**Data in this exercise:**
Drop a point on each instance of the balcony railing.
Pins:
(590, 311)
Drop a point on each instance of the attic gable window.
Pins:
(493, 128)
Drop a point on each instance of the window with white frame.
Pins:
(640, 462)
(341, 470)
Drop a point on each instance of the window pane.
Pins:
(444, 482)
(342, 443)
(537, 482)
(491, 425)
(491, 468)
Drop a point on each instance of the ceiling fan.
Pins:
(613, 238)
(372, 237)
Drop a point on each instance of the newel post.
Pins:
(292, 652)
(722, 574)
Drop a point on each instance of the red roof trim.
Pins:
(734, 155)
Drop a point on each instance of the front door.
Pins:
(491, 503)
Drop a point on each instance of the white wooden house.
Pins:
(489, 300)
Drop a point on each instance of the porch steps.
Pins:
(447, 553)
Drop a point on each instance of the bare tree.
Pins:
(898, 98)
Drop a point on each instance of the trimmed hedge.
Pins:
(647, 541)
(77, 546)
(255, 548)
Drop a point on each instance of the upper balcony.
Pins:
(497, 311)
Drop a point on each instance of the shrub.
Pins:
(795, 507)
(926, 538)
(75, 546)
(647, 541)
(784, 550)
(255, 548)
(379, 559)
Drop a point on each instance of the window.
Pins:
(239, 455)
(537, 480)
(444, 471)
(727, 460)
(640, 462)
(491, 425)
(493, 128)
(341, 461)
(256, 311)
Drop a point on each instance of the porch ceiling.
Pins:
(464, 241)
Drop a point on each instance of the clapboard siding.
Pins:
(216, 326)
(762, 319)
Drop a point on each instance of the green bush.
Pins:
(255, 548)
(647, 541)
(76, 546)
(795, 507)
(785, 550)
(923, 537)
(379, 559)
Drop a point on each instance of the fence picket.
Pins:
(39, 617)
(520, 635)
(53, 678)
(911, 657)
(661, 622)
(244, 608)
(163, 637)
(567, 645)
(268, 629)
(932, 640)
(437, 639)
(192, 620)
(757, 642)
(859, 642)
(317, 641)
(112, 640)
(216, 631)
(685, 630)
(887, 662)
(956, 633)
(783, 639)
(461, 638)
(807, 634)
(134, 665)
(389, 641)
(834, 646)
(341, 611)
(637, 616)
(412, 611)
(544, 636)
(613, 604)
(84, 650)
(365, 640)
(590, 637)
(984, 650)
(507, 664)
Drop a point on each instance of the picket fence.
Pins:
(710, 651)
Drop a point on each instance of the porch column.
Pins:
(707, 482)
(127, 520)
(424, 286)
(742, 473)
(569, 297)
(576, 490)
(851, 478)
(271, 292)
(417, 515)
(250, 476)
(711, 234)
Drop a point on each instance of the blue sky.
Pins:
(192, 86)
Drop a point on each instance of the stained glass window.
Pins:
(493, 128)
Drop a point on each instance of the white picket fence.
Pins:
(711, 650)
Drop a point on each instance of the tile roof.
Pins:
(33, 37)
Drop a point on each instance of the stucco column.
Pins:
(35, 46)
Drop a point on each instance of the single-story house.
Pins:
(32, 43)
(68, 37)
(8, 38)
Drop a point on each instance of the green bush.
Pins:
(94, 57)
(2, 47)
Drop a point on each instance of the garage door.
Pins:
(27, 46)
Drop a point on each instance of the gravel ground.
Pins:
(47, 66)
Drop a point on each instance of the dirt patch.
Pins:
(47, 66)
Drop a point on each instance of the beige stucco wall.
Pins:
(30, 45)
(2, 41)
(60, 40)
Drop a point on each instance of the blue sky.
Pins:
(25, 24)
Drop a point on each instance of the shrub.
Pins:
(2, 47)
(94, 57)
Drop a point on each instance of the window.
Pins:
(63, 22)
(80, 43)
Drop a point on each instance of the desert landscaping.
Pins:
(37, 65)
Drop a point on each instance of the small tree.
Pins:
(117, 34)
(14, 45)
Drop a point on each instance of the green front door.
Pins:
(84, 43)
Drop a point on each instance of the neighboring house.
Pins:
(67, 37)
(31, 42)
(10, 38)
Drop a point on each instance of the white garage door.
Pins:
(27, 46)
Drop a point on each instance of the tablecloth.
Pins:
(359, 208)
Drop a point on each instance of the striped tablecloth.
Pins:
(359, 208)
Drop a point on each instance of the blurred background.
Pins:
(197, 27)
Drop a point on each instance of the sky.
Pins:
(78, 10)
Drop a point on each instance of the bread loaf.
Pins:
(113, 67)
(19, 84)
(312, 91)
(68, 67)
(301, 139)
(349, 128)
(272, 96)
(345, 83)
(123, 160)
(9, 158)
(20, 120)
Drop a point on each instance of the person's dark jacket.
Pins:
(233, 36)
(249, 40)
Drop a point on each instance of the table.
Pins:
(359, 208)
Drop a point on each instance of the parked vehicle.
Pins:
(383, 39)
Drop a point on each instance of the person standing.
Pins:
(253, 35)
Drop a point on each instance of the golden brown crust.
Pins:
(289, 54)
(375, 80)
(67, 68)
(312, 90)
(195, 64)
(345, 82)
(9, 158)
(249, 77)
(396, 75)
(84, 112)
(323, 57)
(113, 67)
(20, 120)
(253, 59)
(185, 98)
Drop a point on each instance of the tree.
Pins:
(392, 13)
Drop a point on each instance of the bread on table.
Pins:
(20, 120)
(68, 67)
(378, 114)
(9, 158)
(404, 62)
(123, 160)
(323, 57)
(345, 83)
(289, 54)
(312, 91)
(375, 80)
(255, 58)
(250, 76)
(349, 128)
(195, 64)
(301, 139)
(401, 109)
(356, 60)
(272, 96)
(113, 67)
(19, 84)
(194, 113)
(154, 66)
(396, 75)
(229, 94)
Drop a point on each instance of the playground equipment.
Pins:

**Exercise directions:**
Each line above that contains the word "house" should be returned.

**Reply:**
Drop a point on each instance of the white wooden house.
Drop a point on each instance of the single-story house.
Drop a point on each instance of the neighboring house.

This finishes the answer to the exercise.